May 2, 2025Updated 10:20 a.m. ET

A solid labor market has for months given the Federal Reserve comfort that it could hold off on interest rate cuts until it had more clarity about how President Trump’s policies would impact the economy. New data released on Friday reinforced that patient approach.

Officials at the central bank are widely expected to keep interest rates steady when they announce their next decision on May 7. After lowering interest rates by a percentage point last year, the Fed has since January opted against making additional reductions. That has left interest rates at a range of 4.25 percent to 4.5 percent.

Until this point, officials have felt little urgency to lower interest rates because the economy so far has stayed on solid footing. Mr. Trump’s attempts to reset global trade relations through steep tariffs now risk upending that.

Despite the president’s decision in April to temporarily pause more stringent levies from taking effect on nearly all of the country’s trading partners, businesses have struggled to navigate the uncertainty. Many have shelved big investments and slowed hiring, and some are already raising prices. Surveys suggest that consumers also have turned much more downbeat about the outlook, fueling concern that this pessimism will eventually translate to less spending.

The fear is that consumers will cut back so aggressively that businesses will be forced to lay off workers, worsening the economic slowdown. Jerome H. Powell, the chair of the central bank, has warned that in addition to denting growth, tariffs of the nature Mr. Trump is pursuing also risk stoking inflation.

That combination risks putting the Fed in a bind and further in the cross hairs of Mr. Trump. The president has in recent weeks stepped up his attacks on Mr. Powell, railing on the Fed chair to lower interest rates. On Friday, he again renewed that pressures, writing in a social media post: “NO INFLATION, THE FED SHOULD LOWER ITS RATE!!!”

What you have to do:
In the article about the Federal Reserve, what range have interest rates been held at?

Record set:

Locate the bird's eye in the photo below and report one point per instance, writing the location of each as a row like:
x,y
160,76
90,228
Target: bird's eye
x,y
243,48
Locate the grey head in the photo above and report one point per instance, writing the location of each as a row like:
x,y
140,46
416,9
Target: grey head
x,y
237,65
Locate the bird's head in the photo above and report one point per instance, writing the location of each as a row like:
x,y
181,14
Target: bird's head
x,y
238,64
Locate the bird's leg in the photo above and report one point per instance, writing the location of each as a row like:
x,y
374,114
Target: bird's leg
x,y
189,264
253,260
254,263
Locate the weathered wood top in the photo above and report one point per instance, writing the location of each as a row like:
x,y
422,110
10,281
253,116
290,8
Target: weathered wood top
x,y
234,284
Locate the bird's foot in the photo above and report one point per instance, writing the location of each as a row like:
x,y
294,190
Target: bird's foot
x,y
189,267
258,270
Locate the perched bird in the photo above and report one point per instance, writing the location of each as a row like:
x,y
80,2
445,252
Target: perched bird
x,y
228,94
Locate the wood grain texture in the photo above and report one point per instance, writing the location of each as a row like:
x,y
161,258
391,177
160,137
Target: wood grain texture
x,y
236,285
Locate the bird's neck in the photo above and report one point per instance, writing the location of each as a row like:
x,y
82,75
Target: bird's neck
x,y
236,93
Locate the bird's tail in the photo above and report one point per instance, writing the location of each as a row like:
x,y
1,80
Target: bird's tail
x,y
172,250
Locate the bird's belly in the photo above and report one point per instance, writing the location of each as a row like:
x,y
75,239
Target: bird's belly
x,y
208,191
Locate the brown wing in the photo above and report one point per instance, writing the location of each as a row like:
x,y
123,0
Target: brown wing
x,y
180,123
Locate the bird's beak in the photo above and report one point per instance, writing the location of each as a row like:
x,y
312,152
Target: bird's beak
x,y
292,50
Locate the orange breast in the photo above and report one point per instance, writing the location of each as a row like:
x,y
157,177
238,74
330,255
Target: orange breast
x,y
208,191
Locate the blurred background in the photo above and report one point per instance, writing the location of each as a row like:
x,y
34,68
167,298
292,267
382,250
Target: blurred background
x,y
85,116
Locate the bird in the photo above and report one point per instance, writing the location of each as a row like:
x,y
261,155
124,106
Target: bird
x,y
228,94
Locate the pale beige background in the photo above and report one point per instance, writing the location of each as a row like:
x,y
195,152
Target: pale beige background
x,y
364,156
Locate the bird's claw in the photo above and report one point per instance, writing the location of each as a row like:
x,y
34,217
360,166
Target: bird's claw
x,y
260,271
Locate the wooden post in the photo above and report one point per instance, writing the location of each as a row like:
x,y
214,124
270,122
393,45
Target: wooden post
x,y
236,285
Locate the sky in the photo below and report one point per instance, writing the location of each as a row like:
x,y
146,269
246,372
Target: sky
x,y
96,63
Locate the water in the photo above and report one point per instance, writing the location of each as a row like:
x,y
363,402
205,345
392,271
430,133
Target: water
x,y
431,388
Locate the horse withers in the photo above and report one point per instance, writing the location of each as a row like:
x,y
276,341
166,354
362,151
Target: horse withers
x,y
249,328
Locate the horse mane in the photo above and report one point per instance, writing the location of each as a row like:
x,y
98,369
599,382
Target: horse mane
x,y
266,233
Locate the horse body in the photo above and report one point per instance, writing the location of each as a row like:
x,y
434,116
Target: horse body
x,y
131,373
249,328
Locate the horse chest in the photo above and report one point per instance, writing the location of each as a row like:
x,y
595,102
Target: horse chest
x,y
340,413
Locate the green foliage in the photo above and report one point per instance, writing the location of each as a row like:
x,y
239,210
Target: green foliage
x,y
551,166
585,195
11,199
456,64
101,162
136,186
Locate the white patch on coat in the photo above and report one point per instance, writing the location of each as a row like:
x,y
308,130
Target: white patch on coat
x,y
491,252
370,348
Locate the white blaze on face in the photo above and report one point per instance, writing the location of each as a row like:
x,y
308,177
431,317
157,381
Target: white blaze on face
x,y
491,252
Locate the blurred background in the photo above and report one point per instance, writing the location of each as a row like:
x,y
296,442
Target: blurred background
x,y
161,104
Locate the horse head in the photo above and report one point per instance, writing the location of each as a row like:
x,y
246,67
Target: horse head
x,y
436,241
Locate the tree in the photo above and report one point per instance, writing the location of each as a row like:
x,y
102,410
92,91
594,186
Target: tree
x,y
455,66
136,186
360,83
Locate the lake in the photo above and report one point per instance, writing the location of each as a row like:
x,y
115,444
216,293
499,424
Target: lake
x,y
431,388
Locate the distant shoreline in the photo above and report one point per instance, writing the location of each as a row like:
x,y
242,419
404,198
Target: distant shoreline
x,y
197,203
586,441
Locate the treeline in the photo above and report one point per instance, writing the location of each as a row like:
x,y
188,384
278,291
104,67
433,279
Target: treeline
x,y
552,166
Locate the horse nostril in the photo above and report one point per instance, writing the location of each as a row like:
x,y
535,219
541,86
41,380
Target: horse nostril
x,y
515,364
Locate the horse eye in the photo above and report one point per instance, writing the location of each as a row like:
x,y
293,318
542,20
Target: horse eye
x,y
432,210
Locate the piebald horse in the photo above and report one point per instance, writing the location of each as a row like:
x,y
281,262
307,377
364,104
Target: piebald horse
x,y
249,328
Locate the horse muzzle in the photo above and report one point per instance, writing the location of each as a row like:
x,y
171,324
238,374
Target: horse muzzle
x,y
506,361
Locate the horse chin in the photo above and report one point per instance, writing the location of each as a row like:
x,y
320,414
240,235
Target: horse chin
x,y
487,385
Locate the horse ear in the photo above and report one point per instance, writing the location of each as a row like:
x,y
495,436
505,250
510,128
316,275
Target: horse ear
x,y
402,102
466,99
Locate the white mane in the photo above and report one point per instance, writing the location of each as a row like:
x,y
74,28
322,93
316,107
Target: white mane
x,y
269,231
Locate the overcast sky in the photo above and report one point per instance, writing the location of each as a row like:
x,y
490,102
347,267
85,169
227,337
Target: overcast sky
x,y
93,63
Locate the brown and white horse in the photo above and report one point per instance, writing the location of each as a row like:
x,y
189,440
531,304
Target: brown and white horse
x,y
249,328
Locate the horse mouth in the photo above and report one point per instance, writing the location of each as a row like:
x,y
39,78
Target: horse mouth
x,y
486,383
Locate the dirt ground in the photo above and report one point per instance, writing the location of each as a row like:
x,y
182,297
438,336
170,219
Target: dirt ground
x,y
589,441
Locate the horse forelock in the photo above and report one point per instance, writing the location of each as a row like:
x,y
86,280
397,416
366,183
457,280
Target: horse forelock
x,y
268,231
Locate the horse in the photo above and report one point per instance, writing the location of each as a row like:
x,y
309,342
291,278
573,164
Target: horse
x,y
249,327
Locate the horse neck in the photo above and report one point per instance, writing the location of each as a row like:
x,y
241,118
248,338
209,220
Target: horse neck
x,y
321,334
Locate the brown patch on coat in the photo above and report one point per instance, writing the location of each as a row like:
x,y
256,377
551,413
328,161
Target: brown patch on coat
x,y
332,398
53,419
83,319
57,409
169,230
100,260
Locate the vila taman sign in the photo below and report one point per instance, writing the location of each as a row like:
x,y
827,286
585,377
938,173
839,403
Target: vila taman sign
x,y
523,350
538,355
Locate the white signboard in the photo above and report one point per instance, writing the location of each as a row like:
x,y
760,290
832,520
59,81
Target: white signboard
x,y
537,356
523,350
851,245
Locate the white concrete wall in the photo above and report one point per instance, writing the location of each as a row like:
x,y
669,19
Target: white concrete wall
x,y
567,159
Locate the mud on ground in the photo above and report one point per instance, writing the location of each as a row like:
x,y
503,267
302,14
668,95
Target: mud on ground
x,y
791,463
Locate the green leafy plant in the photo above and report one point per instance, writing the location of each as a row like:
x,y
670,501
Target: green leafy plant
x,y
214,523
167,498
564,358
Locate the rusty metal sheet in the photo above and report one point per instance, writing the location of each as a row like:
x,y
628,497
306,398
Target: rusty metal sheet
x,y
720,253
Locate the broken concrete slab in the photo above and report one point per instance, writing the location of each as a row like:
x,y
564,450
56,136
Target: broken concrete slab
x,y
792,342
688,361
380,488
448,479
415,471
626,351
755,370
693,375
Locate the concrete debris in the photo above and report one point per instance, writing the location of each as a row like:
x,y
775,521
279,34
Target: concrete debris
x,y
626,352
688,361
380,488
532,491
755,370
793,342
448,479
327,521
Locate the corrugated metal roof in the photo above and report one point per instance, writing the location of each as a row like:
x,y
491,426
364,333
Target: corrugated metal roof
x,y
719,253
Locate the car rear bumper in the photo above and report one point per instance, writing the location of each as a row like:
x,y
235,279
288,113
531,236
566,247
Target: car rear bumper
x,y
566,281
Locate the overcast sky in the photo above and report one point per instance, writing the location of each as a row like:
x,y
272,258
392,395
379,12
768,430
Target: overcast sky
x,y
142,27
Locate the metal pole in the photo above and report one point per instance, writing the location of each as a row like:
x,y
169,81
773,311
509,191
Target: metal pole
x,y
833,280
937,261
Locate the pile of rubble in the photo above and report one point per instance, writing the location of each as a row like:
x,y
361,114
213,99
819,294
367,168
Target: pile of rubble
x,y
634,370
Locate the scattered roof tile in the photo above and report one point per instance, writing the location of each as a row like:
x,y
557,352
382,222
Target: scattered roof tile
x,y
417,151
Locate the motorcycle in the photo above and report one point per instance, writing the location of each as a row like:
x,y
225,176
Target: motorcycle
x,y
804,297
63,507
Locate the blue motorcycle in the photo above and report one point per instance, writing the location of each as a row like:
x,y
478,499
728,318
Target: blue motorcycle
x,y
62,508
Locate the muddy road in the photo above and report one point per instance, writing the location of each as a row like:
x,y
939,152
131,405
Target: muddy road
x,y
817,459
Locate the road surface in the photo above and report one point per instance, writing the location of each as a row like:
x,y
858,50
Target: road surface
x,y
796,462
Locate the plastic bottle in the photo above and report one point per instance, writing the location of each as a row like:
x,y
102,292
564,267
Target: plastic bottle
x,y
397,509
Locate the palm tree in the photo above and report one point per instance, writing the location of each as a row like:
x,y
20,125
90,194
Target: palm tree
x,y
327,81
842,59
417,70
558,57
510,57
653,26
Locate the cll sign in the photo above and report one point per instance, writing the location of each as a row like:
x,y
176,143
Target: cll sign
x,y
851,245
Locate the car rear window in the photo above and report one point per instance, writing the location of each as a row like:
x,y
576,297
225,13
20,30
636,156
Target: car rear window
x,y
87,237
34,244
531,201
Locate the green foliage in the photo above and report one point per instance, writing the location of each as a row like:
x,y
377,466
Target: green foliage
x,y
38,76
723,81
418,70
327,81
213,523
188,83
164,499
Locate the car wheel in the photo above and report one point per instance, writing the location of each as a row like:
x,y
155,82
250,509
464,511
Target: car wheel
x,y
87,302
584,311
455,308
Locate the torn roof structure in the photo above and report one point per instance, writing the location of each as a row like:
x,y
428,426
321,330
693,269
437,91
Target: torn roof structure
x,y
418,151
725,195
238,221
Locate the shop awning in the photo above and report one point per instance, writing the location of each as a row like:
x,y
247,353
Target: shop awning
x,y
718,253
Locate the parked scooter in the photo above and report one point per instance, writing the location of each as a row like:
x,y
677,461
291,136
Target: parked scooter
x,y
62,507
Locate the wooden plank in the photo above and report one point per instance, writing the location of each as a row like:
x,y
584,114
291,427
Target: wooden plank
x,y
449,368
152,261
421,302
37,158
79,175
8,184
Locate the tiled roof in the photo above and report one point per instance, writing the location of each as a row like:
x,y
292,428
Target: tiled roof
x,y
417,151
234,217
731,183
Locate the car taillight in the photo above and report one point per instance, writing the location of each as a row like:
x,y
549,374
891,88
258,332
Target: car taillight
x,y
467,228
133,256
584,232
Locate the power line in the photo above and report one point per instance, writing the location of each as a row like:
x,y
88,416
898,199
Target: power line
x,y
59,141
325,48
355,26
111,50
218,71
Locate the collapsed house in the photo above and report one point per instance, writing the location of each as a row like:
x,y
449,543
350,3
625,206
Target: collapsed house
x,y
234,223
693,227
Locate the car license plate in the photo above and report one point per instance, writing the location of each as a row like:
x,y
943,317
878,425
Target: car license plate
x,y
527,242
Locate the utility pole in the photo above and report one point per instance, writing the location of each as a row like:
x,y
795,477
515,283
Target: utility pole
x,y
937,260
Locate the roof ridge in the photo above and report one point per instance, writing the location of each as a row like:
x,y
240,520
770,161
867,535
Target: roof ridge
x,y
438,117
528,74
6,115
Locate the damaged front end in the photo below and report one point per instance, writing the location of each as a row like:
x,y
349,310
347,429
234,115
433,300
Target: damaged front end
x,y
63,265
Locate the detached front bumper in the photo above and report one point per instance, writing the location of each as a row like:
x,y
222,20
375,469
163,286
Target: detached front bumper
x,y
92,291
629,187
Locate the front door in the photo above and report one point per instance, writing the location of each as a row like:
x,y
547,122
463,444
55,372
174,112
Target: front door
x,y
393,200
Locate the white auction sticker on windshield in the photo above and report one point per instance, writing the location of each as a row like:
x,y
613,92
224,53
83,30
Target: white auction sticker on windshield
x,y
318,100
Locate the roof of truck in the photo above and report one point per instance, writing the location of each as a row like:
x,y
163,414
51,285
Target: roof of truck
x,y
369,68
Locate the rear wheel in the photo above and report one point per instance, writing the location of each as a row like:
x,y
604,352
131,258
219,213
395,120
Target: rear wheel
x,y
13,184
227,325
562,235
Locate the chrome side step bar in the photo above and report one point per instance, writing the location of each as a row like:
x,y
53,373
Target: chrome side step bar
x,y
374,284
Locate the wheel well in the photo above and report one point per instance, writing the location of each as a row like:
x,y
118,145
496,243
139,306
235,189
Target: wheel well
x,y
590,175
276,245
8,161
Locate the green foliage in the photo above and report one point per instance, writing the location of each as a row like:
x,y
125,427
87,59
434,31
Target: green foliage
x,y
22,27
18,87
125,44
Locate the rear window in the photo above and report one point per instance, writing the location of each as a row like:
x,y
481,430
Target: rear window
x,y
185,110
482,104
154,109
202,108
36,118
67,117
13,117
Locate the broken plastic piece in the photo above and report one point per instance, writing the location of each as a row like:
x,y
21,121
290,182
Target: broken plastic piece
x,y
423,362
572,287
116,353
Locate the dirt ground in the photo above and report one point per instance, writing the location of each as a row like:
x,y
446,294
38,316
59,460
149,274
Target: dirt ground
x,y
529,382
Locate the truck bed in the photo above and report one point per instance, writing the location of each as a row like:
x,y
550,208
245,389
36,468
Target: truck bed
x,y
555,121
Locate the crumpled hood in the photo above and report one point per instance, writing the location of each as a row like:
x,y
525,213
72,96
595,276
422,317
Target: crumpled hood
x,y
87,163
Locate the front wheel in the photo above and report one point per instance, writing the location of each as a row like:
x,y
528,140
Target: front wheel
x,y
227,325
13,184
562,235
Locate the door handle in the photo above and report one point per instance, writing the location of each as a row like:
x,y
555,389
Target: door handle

Answer to this task:
4.25 percent to 4.5 percent.